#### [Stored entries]
Start of Block

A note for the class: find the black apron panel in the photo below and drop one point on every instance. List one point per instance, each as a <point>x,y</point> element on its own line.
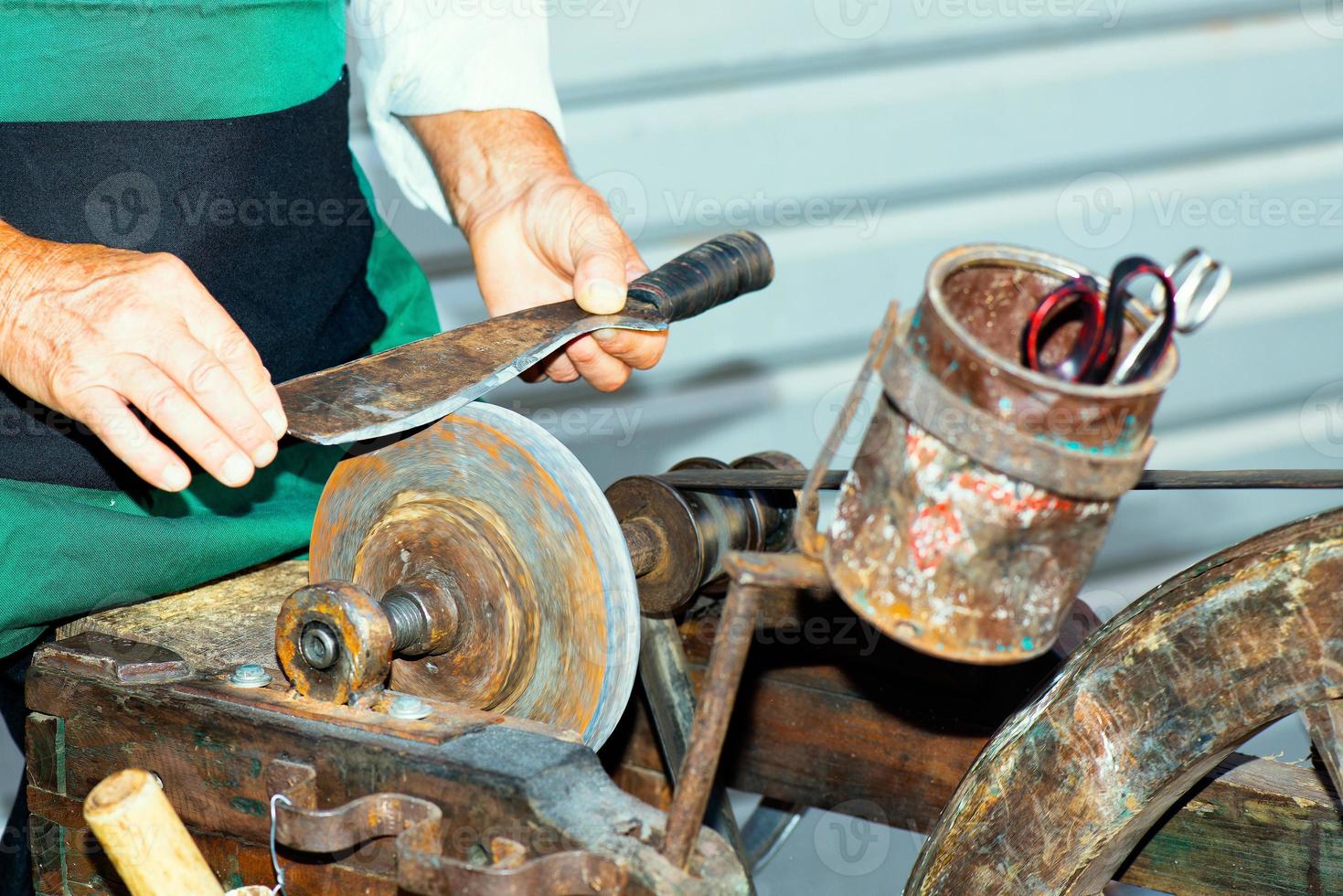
<point>265,209</point>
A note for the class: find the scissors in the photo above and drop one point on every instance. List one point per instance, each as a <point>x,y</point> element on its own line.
<point>1100,334</point>
<point>1201,283</point>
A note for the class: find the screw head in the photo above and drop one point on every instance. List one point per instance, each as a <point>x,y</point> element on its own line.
<point>249,676</point>
<point>407,707</point>
<point>318,645</point>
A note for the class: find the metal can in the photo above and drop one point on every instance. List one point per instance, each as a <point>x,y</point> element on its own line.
<point>982,491</point>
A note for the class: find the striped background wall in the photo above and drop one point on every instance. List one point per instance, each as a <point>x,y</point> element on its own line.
<point>864,137</point>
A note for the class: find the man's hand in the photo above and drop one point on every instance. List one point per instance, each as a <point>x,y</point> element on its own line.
<point>91,331</point>
<point>538,234</point>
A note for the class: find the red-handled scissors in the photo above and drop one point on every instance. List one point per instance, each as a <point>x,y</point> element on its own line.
<point>1100,325</point>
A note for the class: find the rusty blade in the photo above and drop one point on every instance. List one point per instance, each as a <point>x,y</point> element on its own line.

End of Block

#### [Task directions]
From the first line to the last, retype the data exactly, but omit every image.

#### [Task result]
A note for the class: find the black apron panel in the photo below and drop one point on every instance. List one point per instance, each as a <point>x,y</point> element on its own line.
<point>265,209</point>
A note for the class: find the scissors in the photo above and drop one point on every instance. List one point per instance, each as a <point>x,y</point> element on its own line.
<point>1100,334</point>
<point>1201,283</point>
A note for the class: find the screw head in the photo above and drop one point on every instance. List one point per instance, each as a <point>x,y</point> element on its own line.
<point>249,676</point>
<point>407,707</point>
<point>318,645</point>
A note for the class: find the metal can in the photo above and drop one point on every instance. List one point per instance, each as a <point>x,y</point> element on its own line.
<point>982,491</point>
A note for the class: find the striped background wall in the photo above and drop one point on every instance. List one point per instance, each as a <point>x,y</point> element on its own line.
<point>864,137</point>
A note for the class: find the man's hand in the photo above and drop one point on every instance. List one point per instance, each as a <point>x,y</point> element on its own line.
<point>91,331</point>
<point>538,234</point>
A note for the class: find the red-handled scissors in the photo above and drop one point on every instance. List one point per instance, each as a <point>x,y</point> element on its own line.
<point>1100,325</point>
A note for the class: find the rusty blade in the photo above and drop one point on every instance. List one point per instance, each as a <point>x,y</point> element on its own line.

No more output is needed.